--- DATA PROVIDED Enclosed Below ---

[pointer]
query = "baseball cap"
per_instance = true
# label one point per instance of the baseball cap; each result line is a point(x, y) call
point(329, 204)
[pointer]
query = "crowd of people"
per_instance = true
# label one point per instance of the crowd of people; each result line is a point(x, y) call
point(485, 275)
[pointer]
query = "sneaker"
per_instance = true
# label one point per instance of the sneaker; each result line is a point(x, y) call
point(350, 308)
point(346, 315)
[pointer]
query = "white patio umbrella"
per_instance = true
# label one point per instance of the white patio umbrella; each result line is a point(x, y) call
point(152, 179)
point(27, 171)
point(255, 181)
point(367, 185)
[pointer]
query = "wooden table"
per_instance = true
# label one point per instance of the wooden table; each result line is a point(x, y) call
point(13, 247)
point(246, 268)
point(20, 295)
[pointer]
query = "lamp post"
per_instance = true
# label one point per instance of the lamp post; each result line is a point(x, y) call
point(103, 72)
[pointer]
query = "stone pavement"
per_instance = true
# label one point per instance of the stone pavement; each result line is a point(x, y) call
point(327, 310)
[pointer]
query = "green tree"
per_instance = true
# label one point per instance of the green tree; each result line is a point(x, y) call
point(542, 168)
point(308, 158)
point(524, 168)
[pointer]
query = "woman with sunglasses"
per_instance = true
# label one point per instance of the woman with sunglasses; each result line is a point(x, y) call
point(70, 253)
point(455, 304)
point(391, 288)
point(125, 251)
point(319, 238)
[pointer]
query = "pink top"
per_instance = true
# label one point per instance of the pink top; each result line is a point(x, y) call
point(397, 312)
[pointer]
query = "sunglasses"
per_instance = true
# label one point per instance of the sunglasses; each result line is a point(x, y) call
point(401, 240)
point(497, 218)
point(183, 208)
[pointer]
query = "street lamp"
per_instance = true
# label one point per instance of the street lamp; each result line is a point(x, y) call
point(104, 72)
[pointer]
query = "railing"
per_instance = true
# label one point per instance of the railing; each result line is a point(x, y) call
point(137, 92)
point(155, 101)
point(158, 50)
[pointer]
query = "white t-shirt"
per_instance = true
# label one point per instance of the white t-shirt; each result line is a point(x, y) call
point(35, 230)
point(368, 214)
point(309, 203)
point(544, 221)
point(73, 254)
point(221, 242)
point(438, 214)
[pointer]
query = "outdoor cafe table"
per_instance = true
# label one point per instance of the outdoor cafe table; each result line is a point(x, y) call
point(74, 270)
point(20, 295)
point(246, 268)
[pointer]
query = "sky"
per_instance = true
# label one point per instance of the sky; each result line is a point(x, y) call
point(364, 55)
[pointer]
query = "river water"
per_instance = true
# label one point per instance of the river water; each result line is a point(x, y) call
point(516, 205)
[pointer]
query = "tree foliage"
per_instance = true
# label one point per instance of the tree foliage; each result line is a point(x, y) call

--- End of Enclosed DATA PROVIDED ---

### EXERCISE DESCRIPTION
Every entry needs to be written out again, exactly as given.

### ANSWER TO THIS TASK
[pointer]
query = "baseball cap"
per_instance = true
# label one point per instance of the baseball cap; each result line is a point(x, y) call
point(329, 204)
[pointer]
query = "crowd of people"
per_instance = true
# label one point per instance of the crowd of people; each result line is a point(x, y) call
point(485, 275)
[pointer]
query = "sneaker"
per_instance = true
# label one point per instance of the sneaker; each result line is a point(x, y) call
point(350, 308)
point(346, 315)
[pointer]
query = "white patio umbrella"
per_instance = true
# label one point per instance of the white patio umbrella; each result line is a point(x, y) call
point(152, 179)
point(27, 171)
point(255, 181)
point(367, 185)
[pointer]
query = "wooden table"
per_instance = true
# label one point per instance of the wooden table; each result line is a point(x, y) call
point(13, 247)
point(246, 268)
point(20, 295)
[pointer]
query = "lamp post"
per_instance = true
# label one point per instance of the lamp post; each result line is a point(x, y) call
point(103, 72)
[pointer]
query = "stone pavement"
per_instance = true
# label one point per instance of the stone pavement; each result line is a point(x, y) call
point(327, 310)
[pointer]
query = "green tree"
per_instance = true
# label one point per instance of the green tree; each result line is a point(x, y) call
point(542, 168)
point(308, 158)
point(524, 168)
[pointer]
query = "woman with sunglasses"
per_instance = true
# label one point per instance of the woman with sunglasses; each result line is a point(x, y) call
point(70, 253)
point(455, 304)
point(391, 288)
point(125, 251)
point(319, 238)
[pointer]
query = "pink top"
per_instance = true
# label one point per instance of the pink top; each result line is a point(x, y) call
point(397, 312)
[pointer]
query = "sunglasses"
per_instance = true
# label one point per instance of the sunglasses; each result line is a point(x, y) call
point(401, 240)
point(497, 218)
point(183, 208)
[pointer]
query = "street lamp"
per_instance = true
# label one point per instance of the street lamp; each result line is a point(x, y) call
point(104, 72)
[pointer]
query = "railing"
per_instance = true
# label one point per instance of the railing; each result line is a point(x, y) call
point(137, 92)
point(155, 101)
point(158, 50)
[pointer]
query = "white t-shirt"
per_instance = true
# label one point per instance of the white t-shirt; each result line is a point(x, y) call
point(35, 230)
point(368, 214)
point(309, 203)
point(544, 221)
point(73, 254)
point(221, 242)
point(438, 214)
[pointer]
query = "outdoor cafe table"
per_instance = true
# label one point per instance of the outdoor cafe table; each result line is a point(x, y) call
point(74, 270)
point(20, 295)
point(246, 268)
[pointer]
query = "sky"
per_instance = true
# label one point per instance of the sky; each result line is a point(x, y) call
point(364, 55)
[pointer]
query = "river water"
per_instance = true
# label one point per instance of the river water; each result line is a point(x, y) call
point(516, 205)
[pointer]
query = "tree foliage"
per_instance = true
# label one point per instance of the tree foliage; each result line is a point(x, y) call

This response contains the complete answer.